● **Extracted text**

I'm sure you guys heard about the lady who was killed in Florida by a 75 lb sting ray with a 5 ft wing span, while sunbathing in a boat yes? Well, if you didn't, I'll summarize the freakish accident for you. She was chillin' in her boat soaking up the sun, when a sting ray leaped in and bitch slapped her in the face impaled her in the neck with it's venomous barb, delivering her to an extremely bloody demise. They say that sting rays do not attack people, however I'm convinced that this particular creature was gunning precisely for her. This assassin of the sea surely had orders and there was nothing she could have done to prevent it. Case closed, welcome to heaven, the line on the left is for your linens during your stay and the line on the right is for your name tag and meal card. Trash is taken out on Tuesdays, recycle on Thursdays and your favorite TV shows are on every night.

Lightning strikes, broken elevators, derailed trains, rogue sting rays and any other totally random and outlandish method of death is only the creativity of the death dealer and nothing more than the result of an alarm clock going off. However, just for clarification, if you happen to be mauled by a bear while training it for a part in a movie, then you were definitely asking for it.

Friday, August 1, 2008


Ah yes, ladies and Gentlemen, summer is undoubtedly here. The lovely time of year when people are on vacation visiting the beach, the monuments, museums, and amusement parks, putting countless unforgiving miles on their feet. Never paying them any mind until the end of the day when they finally turn in for the night and realize that they've been mercilessly pummeling their feet by not only carrying their kids around for weeks, but also the extra pounds that have pounced on them since last Christmas when they quit smoking.

Of course I don't expect everyone to be worthy of my touch to have perfect feet, but for the love of humanity, (and your therapist) if your feet look like you could swoop down on a lake and catch a trout, or if they resemble concrete in any way, then it's probably time they met a pumice stone . . . . . . or an electrical sander.

● **Questions**
1) Copy out the portion of the blog post on the sting ray and tired feet between "Ah yes, ladies" and "an electrical sander.", inclusive.
2) Write the next part of the blog post on the sting ray and tired feet, picking up after its final sentence.

● **Input data**
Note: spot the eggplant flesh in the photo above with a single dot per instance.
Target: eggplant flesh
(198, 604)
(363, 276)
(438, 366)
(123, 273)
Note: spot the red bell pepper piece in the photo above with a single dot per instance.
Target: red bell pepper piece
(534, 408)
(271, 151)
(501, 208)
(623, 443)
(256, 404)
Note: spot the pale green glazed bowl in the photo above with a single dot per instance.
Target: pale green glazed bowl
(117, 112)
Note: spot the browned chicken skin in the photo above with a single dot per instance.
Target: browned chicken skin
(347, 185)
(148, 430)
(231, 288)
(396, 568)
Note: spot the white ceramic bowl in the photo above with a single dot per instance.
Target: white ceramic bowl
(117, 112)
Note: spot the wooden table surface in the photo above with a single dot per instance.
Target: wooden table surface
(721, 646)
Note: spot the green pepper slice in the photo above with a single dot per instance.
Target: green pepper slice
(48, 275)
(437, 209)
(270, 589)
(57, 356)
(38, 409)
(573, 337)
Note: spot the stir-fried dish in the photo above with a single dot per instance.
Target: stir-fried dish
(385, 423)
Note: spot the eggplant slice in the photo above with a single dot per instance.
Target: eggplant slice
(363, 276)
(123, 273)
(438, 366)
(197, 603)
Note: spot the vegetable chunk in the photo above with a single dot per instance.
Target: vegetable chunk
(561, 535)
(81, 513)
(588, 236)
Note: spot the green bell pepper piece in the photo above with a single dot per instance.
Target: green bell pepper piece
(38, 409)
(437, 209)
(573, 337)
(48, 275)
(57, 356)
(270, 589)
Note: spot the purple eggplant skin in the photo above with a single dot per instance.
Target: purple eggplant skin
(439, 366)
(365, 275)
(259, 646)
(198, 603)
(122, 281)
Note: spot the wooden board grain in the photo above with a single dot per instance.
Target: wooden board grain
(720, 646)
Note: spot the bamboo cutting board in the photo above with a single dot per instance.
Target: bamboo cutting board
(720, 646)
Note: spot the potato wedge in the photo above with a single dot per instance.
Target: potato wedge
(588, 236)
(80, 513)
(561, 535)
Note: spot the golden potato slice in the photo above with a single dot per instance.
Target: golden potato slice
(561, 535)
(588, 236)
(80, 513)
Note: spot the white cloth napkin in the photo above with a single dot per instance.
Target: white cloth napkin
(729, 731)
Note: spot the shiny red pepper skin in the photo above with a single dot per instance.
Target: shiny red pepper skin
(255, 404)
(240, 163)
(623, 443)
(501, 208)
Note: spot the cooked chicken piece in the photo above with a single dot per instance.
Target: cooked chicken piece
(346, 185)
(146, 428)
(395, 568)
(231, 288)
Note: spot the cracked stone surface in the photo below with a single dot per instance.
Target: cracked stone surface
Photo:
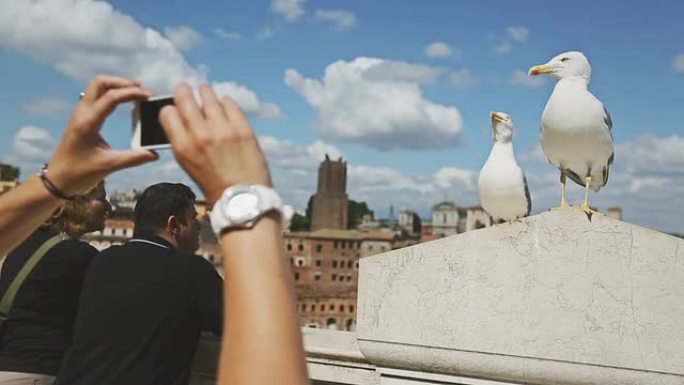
(556, 287)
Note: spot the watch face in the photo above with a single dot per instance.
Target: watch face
(242, 207)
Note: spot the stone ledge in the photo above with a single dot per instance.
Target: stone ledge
(552, 299)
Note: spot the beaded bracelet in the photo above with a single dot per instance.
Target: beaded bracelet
(51, 186)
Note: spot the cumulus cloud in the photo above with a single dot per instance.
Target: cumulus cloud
(291, 10)
(225, 35)
(32, 147)
(452, 176)
(513, 35)
(462, 78)
(378, 103)
(521, 78)
(283, 153)
(503, 48)
(678, 63)
(46, 106)
(518, 34)
(248, 100)
(342, 20)
(267, 32)
(183, 37)
(534, 155)
(439, 49)
(83, 38)
(652, 155)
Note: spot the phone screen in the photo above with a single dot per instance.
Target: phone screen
(151, 131)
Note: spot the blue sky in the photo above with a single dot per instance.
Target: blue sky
(401, 90)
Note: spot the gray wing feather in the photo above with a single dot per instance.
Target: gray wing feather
(608, 121)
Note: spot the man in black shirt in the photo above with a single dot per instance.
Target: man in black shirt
(145, 303)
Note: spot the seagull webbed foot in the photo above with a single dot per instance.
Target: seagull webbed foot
(588, 210)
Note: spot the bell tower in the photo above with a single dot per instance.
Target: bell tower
(329, 206)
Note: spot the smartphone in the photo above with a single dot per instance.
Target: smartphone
(147, 131)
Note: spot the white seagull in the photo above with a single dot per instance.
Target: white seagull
(502, 184)
(576, 128)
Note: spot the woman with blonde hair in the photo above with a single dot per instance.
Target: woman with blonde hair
(39, 324)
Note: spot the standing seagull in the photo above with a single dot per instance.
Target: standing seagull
(576, 128)
(502, 184)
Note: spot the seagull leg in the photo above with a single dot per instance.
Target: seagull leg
(564, 202)
(585, 206)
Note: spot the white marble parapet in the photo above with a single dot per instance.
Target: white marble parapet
(551, 299)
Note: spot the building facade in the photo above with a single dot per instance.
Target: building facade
(325, 266)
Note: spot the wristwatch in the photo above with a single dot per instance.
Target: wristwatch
(241, 206)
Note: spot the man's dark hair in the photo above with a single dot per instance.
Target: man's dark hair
(158, 202)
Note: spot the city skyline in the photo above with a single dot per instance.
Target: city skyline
(402, 92)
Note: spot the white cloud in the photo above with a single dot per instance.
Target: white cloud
(396, 71)
(286, 154)
(248, 100)
(291, 10)
(521, 78)
(183, 37)
(462, 78)
(46, 106)
(83, 38)
(452, 177)
(33, 144)
(32, 147)
(518, 33)
(266, 32)
(378, 103)
(652, 155)
(534, 155)
(503, 48)
(342, 20)
(225, 35)
(439, 49)
(678, 63)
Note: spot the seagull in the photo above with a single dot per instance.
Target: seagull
(503, 187)
(576, 128)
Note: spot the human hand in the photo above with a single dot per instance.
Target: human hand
(214, 143)
(83, 157)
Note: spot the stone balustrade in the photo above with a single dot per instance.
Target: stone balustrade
(557, 298)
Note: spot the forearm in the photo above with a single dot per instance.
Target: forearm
(262, 342)
(23, 209)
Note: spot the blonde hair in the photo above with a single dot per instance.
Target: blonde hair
(71, 216)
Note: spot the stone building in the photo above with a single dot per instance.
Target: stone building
(449, 219)
(329, 205)
(325, 269)
(9, 177)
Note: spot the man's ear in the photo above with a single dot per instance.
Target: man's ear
(172, 225)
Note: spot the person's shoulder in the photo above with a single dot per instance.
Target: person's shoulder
(73, 247)
(199, 263)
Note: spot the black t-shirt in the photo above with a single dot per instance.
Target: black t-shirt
(141, 312)
(40, 323)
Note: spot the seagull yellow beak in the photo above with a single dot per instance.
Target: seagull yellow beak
(540, 70)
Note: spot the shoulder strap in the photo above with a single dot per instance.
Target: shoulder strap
(8, 298)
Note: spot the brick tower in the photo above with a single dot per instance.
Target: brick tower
(329, 204)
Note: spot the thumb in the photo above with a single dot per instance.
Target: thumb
(130, 158)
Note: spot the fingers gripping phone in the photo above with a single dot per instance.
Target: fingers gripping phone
(147, 131)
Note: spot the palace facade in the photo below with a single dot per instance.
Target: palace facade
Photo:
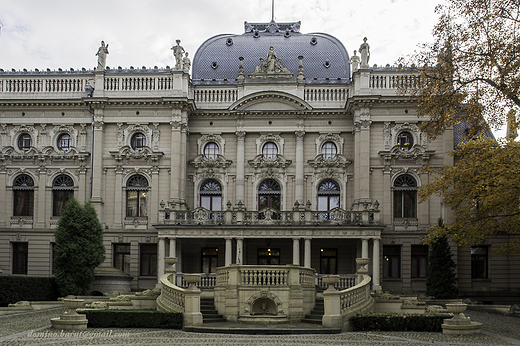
(279, 148)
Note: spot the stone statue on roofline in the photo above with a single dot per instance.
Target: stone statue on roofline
(102, 56)
(364, 50)
(186, 63)
(354, 61)
(178, 52)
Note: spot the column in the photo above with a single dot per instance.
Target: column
(240, 178)
(175, 167)
(296, 251)
(376, 265)
(160, 259)
(307, 260)
(240, 245)
(364, 248)
(42, 191)
(229, 250)
(299, 166)
(118, 211)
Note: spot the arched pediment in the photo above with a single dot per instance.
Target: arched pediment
(270, 101)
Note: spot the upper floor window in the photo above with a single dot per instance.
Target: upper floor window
(329, 150)
(62, 191)
(269, 150)
(211, 195)
(64, 142)
(328, 195)
(23, 196)
(211, 150)
(405, 196)
(405, 140)
(138, 141)
(137, 196)
(269, 195)
(24, 141)
(479, 262)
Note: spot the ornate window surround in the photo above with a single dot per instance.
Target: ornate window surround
(20, 130)
(56, 131)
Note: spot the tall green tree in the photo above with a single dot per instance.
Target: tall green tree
(441, 282)
(78, 249)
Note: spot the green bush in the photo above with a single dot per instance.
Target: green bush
(398, 322)
(133, 319)
(16, 288)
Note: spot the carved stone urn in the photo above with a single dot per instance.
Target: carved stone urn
(73, 304)
(192, 279)
(330, 280)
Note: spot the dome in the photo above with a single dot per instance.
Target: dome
(325, 59)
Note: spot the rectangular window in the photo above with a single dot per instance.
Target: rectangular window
(391, 261)
(148, 258)
(122, 257)
(268, 256)
(419, 260)
(479, 262)
(20, 257)
(328, 261)
(209, 260)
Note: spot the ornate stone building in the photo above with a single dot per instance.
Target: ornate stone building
(279, 148)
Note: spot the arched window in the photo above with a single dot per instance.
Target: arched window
(328, 195)
(211, 195)
(211, 150)
(23, 196)
(24, 141)
(405, 196)
(62, 191)
(269, 150)
(269, 195)
(405, 140)
(329, 150)
(136, 196)
(64, 142)
(138, 141)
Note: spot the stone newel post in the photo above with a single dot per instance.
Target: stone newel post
(332, 303)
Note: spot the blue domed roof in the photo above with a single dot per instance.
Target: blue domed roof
(325, 59)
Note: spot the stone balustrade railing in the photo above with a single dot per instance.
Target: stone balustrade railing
(172, 298)
(202, 216)
(353, 298)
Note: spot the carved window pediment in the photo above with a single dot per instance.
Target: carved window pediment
(201, 161)
(338, 161)
(278, 161)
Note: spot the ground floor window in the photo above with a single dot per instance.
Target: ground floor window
(209, 260)
(419, 260)
(268, 256)
(479, 262)
(328, 261)
(122, 257)
(148, 259)
(391, 261)
(20, 257)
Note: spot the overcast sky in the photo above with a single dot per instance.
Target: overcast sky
(67, 33)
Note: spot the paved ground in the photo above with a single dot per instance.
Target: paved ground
(33, 329)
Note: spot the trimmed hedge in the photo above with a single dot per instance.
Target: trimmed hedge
(133, 319)
(398, 322)
(16, 288)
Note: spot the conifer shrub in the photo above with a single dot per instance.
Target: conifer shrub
(79, 248)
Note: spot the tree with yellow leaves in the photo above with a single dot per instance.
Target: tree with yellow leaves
(470, 75)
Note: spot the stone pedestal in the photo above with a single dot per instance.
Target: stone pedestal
(459, 324)
(71, 320)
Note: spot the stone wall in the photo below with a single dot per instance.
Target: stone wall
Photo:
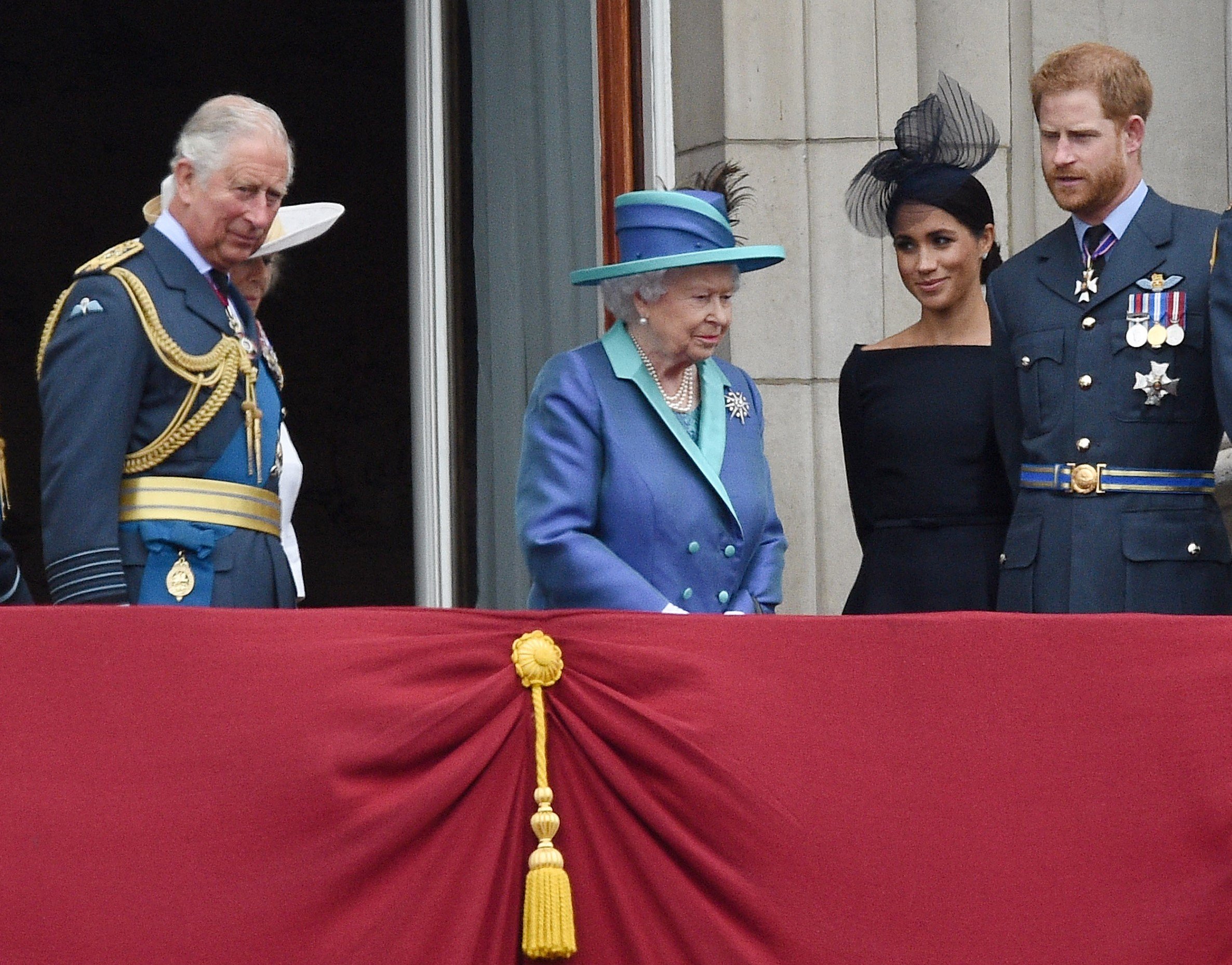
(802, 93)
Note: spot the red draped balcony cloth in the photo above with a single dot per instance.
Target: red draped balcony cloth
(355, 785)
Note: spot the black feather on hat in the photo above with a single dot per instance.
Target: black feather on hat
(945, 137)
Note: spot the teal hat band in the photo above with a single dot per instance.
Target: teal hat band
(662, 230)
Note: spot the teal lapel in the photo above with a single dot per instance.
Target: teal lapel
(713, 434)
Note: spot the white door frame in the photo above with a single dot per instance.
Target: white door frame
(658, 132)
(432, 477)
(429, 272)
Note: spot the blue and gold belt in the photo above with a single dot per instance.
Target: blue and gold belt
(1087, 480)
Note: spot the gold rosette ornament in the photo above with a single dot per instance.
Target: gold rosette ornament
(547, 910)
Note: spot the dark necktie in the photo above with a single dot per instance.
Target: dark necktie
(220, 282)
(1095, 246)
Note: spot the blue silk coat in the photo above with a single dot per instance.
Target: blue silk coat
(619, 508)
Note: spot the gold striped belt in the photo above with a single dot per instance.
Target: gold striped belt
(1086, 480)
(200, 501)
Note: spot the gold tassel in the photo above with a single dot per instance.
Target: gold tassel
(4, 485)
(547, 909)
(253, 422)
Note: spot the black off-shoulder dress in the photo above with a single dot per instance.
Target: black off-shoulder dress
(927, 482)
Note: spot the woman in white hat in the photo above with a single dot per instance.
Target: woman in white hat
(292, 226)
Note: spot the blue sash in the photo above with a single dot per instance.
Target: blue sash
(167, 539)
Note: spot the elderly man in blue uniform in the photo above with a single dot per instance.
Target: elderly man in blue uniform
(1105, 387)
(160, 416)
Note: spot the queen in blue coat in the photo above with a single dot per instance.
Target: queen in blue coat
(644, 482)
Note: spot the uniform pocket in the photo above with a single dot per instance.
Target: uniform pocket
(1039, 356)
(1177, 562)
(1015, 589)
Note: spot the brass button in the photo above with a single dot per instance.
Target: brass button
(1083, 480)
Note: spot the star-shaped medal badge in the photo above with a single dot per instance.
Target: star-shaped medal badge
(1087, 285)
(737, 406)
(1157, 385)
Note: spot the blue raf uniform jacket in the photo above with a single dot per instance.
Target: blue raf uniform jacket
(1065, 394)
(106, 394)
(619, 508)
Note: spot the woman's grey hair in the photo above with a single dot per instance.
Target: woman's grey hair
(650, 285)
(619, 292)
(207, 136)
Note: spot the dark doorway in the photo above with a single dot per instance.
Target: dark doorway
(94, 95)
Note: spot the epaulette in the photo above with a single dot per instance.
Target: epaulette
(110, 258)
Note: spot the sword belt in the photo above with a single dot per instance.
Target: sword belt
(200, 501)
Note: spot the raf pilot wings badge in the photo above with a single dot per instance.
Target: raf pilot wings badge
(87, 307)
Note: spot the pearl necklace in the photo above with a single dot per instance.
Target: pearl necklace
(686, 397)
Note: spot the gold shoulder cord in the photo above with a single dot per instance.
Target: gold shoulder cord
(217, 370)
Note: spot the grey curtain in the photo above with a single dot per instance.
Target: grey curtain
(534, 222)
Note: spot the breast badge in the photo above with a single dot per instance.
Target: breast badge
(180, 579)
(1156, 316)
(737, 406)
(1157, 385)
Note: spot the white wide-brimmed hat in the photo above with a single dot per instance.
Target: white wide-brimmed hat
(293, 223)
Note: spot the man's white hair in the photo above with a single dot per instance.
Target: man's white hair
(207, 136)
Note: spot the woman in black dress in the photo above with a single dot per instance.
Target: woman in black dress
(927, 484)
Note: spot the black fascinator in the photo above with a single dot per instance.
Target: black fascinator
(944, 138)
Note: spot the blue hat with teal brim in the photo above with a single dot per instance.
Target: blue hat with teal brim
(662, 230)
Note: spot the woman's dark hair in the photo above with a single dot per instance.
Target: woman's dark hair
(958, 194)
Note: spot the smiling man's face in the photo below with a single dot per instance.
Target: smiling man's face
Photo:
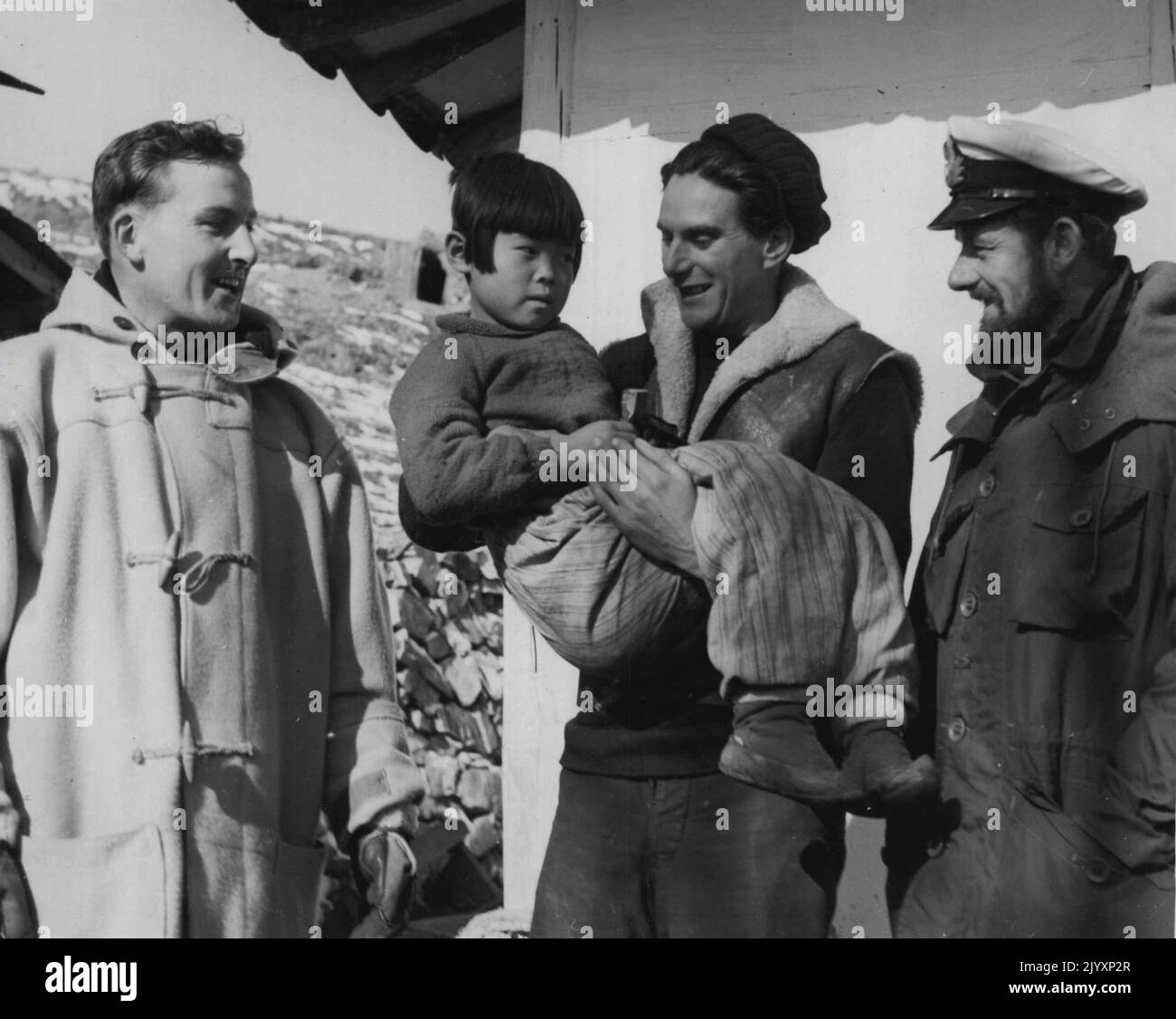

● **Answers to the exercise**
1)
Ah yes, ladies and Gentlemen, summer is undoubtedly here. The lovely time of year when people are on vacation visiting the beach, the monuments, museums, and amusement parks, putting countless unforgiving miles on their feet. Never paying them any mind until the end of the day when they finally turn in for the night and realize that they've been mercilessly pummeling their feet by not only carrying their kids around for weeks, but also the extra pounds that have pounced on them since last Christmas when they quit smoking.

Of course I don't expect everyone to be worthy of my touch to have perfect feet, but for the love of humanity, (and your therapist) if your feet look like you could swoop down on a lake and catch a trout, or if they resemble concrete in any way, then it's probably time they met a pumice stone . . . . . . or an electrical sander.

2)
The past month has been extremely busy, but as chance would have it my schedule has been gratuitously peppered with extra helpings of feet that could use some TLC. The last two weeks in particular have seen their fair share of travesties, but two nights ago I had a client that, hands down, had the most repulsive feet I have ever seen. Her heels had cracks in them that looked exactly like the ones you'd find in moistureless volcanic rock. If that weren't bad enough, the cracks were equally as black. These mammoth crevices swallowed massage cream like the dry barren earth of a desert would soak up the rain. I was convinced that her rough alligator feet had never seen a sock, touched a drop of moisture, and certainly never had an encounter with lotion.

As I continued to lather her death dealing razorblades of calloused flesh with cream, I did all I could to keep from throwing up. No amount of medicated heel cream or Shea butter would ever soften these Komodo Dragon feet. All I could do was try not to cut myself and move on as if nothing had happened, but something had indeed happened my friends, [cue extremely sad violin music] my love for massage died a little that day. Little pieces of my heart had become calloused and hard as stone, eventually becoming brittle and crumbling away as if they had witnessed Medusa's fatal glance.